**Vorgegebener Text:**
▽

Ich checkte auf meiner offline Handy-App wo wir uns gerade genau befanden und wo ich dann aussteigen müsse. Das gelang sogar fast punktgenau, ich wollte mich nämlich nicht auf den Schaffner verlassen, denn dem ist das egal oder recht wenn ich weiter fahre und mehr zahlen muss.

Heute sah ich massiv viel Brennholz - vieles davon auf den Rücken der Einheimischen
Der Weg ins Zentrum von Cerro de Oro von der Hauptstraße aus war toll. Vor allem ruhig, angenehme, warme Luft, super! Ich blickte immer wieder auf den Hausvulkan gute 300m höher, aber heute hat ein Abstecher hinauf definitiv keinen Platz. Die etwa 5 km durch den ganzen Ort bis wieder zur Hauptstraße legte ich strammen Fußes zurück, denn es lief mir etwas die Zeit davon zum vielleicht letzten Boot vom Nachbarort aus. Einige Pickups die bereits proppevoll waren, kamen als Taxi nicht in Frage, so kam ich an die Kreuzung und erwischte dann noch einen auf dem ich gemeinsam mit einem Einheimischen Platz fand.

△

**Datenteil:**
▽

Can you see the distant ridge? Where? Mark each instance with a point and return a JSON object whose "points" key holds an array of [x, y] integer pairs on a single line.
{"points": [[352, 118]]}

△

**Gegebene Aufgabe 1:**
Übertrage den Satz „Der Weg ins Zentrum von Cerro de Oro von der Hauptstraße aus war toll.“ aus dem Reisebericht ins Englische.
**Gegebene Aufgabe 2:**
Kopiere aus dem Reisebericht wortgetreu die Stelle, die mit „Ich checkte auf“ beginnt und bis einschließlich „mehr zahlen muss.“ reicht.

**Vollständige Ausgabe 1:**
The walk from the main road into the center of Cerro de Oro was great.

**Vollständige Ausgabe 2:**
Ich checkte auf meiner offline Handy-App wo wir uns gerade genau befanden und wo ich dann aussteigen müsse. Das gelang sogar fast punktgenau, ich wollte mich nämlich nicht auf den Schaffner verlassen, denn dem ist das egal oder recht wenn ich weiter fahre und mehr zahlen muss.